▸ **REQUIREMENT**
Rewrite the entries starting at the one containing "like [(279, 155)]." and ending at the one containing "22), (127, 140)]", swapping "planogram checker" for "layout checker" and leaving everything else unchanged.

▸ **DATA SUPPLIED**

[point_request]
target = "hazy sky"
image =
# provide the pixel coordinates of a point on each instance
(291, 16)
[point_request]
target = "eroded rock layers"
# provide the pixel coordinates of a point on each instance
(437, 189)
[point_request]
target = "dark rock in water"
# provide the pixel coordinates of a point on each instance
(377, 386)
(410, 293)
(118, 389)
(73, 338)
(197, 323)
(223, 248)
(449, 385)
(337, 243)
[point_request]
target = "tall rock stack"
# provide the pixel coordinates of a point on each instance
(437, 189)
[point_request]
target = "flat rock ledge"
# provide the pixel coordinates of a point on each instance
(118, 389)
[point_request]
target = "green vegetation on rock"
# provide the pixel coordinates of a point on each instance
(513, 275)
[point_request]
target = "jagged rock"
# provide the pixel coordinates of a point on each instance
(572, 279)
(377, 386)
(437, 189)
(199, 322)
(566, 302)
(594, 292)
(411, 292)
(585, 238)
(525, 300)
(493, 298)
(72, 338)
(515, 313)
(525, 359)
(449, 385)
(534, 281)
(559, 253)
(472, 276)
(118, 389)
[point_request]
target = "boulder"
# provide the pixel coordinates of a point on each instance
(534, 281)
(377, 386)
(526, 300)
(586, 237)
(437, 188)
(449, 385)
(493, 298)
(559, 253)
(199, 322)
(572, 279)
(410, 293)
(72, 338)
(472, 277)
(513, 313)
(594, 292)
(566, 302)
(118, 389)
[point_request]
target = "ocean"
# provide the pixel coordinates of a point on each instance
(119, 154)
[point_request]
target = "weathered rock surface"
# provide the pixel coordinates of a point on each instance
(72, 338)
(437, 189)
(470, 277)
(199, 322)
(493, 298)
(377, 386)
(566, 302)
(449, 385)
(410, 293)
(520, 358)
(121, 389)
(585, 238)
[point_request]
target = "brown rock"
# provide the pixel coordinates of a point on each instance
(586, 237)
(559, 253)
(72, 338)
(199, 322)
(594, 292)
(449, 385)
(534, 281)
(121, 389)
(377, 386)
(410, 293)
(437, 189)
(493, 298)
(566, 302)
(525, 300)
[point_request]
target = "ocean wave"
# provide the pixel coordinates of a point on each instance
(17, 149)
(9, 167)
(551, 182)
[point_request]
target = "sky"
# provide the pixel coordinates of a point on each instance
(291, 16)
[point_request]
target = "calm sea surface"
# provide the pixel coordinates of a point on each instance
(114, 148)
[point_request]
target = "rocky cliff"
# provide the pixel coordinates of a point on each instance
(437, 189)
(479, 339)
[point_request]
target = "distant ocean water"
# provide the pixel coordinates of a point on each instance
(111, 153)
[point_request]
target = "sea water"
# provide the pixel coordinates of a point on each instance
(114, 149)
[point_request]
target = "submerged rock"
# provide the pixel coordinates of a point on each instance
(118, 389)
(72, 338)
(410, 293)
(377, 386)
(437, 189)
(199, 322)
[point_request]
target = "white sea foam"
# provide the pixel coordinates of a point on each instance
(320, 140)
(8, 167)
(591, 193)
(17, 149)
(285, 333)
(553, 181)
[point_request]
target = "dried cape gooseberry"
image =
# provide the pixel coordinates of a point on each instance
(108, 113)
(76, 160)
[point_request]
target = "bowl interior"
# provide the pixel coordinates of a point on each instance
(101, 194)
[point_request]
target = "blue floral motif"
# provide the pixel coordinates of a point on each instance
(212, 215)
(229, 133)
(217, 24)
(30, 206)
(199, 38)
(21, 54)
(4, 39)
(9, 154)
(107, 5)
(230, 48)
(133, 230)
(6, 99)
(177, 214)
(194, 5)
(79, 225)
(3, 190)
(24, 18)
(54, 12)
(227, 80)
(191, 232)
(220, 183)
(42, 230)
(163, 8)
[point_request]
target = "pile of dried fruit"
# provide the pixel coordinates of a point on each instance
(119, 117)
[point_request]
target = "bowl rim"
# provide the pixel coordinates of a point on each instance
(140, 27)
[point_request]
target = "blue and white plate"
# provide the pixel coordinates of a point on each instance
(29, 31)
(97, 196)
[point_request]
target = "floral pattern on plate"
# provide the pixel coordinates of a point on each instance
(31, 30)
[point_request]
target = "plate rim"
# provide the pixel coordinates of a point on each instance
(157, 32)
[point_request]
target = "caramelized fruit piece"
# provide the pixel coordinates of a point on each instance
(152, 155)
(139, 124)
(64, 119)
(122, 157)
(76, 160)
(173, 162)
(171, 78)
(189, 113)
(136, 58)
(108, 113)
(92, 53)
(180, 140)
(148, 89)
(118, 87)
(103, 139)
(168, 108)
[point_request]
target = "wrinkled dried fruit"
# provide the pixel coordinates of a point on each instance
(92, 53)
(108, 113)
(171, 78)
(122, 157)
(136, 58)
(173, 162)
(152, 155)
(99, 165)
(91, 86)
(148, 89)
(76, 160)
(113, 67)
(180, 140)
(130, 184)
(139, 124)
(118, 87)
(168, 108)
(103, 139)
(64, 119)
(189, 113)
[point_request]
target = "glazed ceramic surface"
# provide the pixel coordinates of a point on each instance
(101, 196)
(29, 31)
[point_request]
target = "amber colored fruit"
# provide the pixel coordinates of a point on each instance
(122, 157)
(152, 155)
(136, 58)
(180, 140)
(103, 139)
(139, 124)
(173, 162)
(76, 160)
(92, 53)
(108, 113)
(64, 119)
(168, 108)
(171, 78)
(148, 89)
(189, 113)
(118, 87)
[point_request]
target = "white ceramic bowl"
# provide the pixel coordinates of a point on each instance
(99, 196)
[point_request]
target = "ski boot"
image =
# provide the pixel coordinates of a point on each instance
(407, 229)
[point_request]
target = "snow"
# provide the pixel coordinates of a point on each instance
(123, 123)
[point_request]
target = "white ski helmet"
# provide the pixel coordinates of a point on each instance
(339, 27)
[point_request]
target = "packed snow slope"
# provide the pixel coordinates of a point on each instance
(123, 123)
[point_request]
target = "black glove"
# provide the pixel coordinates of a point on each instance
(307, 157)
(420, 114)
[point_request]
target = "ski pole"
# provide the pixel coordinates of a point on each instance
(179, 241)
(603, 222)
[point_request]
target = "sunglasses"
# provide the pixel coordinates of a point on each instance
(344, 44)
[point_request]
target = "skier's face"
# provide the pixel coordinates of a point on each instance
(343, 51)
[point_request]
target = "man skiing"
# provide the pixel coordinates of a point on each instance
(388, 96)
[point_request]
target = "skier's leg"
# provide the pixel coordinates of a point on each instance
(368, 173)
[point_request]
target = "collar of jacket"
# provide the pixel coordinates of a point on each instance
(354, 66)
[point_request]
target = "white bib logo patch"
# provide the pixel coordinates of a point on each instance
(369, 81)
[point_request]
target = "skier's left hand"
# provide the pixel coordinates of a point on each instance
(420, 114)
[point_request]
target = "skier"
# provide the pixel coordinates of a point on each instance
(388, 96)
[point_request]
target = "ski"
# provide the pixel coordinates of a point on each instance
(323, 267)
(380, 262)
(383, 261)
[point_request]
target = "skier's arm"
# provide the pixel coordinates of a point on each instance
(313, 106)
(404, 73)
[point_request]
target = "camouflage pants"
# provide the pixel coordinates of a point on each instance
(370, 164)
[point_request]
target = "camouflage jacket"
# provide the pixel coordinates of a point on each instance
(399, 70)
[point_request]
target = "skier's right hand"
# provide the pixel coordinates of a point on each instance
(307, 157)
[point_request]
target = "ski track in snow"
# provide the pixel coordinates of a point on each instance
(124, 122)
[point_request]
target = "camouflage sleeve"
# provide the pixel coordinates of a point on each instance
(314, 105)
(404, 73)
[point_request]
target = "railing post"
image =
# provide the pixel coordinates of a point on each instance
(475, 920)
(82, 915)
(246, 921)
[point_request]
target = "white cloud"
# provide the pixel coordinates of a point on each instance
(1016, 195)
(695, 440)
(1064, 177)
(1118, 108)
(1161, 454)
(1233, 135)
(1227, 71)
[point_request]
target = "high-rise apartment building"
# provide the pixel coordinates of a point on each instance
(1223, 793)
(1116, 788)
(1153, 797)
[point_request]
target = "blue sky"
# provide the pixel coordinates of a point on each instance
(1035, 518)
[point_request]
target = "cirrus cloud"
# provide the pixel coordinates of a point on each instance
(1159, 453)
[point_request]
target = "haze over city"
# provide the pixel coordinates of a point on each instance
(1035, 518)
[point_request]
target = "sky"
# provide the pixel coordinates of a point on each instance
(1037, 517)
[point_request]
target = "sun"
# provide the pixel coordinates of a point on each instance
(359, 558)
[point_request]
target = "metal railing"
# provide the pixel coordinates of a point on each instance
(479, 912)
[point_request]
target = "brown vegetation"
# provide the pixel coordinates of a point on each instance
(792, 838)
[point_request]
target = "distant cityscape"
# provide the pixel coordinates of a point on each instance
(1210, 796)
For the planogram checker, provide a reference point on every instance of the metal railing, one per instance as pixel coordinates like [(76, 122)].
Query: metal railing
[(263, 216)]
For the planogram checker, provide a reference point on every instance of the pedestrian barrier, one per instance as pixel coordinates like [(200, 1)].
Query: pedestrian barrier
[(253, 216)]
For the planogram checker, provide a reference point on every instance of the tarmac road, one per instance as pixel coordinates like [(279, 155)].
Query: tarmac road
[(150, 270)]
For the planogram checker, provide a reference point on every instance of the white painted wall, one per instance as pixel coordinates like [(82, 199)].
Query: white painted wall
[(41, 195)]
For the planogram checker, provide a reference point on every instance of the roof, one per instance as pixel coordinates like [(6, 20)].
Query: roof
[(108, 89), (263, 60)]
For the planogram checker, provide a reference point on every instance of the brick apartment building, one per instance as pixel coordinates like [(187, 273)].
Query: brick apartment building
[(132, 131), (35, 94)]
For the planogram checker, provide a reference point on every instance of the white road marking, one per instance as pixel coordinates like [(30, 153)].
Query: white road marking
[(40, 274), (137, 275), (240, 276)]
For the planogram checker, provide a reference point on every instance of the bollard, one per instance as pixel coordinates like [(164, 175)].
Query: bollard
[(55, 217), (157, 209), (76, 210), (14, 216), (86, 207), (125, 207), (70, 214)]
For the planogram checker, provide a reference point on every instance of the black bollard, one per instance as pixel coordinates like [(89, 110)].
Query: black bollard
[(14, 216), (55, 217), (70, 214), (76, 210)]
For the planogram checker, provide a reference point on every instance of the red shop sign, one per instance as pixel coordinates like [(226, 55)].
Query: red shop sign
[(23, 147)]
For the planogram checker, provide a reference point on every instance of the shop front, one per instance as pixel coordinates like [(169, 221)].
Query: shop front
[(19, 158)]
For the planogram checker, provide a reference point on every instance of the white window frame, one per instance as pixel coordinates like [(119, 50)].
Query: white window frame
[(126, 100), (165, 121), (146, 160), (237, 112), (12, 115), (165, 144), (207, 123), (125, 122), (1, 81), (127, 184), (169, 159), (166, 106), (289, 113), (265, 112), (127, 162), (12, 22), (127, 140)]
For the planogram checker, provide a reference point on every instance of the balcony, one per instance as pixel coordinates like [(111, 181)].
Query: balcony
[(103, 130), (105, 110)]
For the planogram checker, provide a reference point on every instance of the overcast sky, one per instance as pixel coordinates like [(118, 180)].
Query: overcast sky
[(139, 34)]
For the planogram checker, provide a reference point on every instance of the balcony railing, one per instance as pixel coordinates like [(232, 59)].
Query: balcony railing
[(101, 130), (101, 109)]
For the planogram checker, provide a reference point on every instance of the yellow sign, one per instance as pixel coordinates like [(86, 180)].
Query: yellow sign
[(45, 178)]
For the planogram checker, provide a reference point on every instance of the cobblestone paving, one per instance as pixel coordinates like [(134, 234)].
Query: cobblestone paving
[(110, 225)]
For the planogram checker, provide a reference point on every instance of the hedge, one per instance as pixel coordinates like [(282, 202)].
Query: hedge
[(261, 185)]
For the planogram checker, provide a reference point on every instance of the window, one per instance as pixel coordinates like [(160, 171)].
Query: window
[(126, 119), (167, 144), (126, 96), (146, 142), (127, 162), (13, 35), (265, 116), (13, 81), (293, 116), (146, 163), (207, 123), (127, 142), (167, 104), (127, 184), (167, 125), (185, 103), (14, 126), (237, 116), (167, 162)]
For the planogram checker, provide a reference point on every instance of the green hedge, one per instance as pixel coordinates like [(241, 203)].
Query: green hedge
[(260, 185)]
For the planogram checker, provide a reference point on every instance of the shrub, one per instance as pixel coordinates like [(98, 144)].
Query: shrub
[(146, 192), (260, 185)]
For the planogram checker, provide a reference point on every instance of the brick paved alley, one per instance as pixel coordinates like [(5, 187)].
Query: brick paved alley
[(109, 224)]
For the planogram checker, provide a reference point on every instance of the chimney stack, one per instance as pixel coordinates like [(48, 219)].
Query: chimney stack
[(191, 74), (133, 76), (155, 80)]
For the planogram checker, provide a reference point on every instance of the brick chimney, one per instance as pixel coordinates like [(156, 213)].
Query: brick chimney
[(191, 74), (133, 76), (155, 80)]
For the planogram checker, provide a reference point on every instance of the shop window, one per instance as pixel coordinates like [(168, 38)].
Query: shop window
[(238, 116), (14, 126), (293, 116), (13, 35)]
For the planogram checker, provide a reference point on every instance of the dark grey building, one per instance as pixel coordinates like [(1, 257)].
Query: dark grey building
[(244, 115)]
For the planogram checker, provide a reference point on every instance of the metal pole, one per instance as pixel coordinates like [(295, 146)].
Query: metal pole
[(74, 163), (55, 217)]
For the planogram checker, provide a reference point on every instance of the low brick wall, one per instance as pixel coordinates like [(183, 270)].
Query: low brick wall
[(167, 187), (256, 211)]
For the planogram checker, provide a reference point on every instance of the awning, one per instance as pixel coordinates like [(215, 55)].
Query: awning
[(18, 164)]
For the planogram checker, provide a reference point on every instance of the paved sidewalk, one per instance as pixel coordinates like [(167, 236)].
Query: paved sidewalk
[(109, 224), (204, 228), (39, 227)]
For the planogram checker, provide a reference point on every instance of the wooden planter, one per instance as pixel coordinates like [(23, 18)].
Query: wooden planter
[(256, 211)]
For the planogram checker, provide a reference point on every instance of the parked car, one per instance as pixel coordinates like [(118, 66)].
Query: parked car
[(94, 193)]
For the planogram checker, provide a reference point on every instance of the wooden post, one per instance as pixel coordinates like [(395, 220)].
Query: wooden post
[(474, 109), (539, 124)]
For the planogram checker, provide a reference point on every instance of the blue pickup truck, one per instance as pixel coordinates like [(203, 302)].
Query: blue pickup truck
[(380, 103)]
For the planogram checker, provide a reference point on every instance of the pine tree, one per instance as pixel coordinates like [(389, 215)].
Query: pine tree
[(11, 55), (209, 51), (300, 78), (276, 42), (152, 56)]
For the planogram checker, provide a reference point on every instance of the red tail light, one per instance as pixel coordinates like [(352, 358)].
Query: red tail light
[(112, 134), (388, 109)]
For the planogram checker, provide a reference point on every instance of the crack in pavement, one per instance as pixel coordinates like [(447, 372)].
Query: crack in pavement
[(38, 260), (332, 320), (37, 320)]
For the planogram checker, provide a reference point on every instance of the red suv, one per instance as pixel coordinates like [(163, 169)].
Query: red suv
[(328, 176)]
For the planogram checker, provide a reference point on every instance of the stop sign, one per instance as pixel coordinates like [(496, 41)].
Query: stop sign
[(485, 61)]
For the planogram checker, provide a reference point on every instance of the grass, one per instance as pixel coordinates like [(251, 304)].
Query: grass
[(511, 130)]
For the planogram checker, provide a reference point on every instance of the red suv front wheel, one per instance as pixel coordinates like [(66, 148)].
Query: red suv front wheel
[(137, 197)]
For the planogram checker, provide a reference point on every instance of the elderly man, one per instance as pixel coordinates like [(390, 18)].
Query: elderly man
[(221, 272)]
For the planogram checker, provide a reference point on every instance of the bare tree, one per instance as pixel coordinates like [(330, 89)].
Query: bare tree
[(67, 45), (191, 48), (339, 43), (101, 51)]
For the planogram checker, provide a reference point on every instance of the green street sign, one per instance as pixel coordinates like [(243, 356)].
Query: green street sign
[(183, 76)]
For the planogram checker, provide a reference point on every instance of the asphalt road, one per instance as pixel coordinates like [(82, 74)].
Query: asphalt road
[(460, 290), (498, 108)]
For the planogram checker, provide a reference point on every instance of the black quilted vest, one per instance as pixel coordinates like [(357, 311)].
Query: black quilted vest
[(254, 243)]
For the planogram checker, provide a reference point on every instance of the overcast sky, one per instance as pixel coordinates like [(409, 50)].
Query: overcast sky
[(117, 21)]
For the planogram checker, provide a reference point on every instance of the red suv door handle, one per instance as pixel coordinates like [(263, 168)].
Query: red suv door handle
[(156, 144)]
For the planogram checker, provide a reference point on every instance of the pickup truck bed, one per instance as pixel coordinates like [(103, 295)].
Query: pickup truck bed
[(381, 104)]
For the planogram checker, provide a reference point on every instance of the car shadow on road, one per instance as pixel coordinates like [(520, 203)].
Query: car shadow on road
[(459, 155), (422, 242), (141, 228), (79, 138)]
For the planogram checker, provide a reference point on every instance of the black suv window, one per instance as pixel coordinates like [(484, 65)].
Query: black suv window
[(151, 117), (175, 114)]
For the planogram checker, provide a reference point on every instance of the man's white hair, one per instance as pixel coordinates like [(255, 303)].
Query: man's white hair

▸ **RESPONSE TO THIS EXERCISE**
For the layout checker, provide a reference point on every instance of the tarmac road, one per instance as pixel coordinates like [(279, 155)].
Query: tarmac road
[(150, 270)]
For the layout checker, provide a reference point on every instance of the white painted wall, one per instance as pixel coordinates like [(82, 199)].
Query: white painted wall
[(41, 195)]
For the layout checker, provide a reference point on every instance of the roof, one per instance as pixel coordinates like [(6, 20)].
Query: roof
[(108, 89), (263, 60)]
For the layout checker, provide a reference point on every instance of the brick apartment building, one per instance as pixel coordinates like [(187, 273)].
Query: brick apartment building
[(132, 131), (35, 94)]
For the layout checker, provide a reference point on every instance of the white road marking, one per instance as pixel coordinates like [(30, 153)].
Query: white road marking
[(40, 274), (137, 275), (240, 276)]
For the layout checker, provide a reference point on every instance of the bollard, one per instance as pixel coordinates like [(164, 175)].
Query: bollard
[(55, 217), (157, 209), (76, 210), (14, 216), (86, 207), (125, 207), (70, 214)]
For the layout checker, provide a reference point on every instance of the black bollard, one per instance as pixel coordinates like [(89, 110)].
Query: black bollard
[(14, 216), (55, 217), (70, 214), (76, 210)]
For the layout checker, provide a reference point on every instance of the red shop sign, one per instance as pixel coordinates like [(226, 55)].
Query: red shop sign
[(23, 147)]
For the layout checker, provide a reference point on every instance of the shop front, one per instance as pixel coordinates like [(169, 221)].
Query: shop front
[(19, 158)]
For the layout checker, provide a reference point on every instance of the white window frame, one per instance as pixel coordinates like [(119, 50)].
Query: white window frame
[(126, 100), (165, 121), (146, 160), (237, 112), (12, 115), (165, 144), (207, 123), (125, 122), (1, 81), (127, 184), (169, 159), (166, 106), (289, 113), (265, 112), (127, 162), (12, 22), (127, 140)]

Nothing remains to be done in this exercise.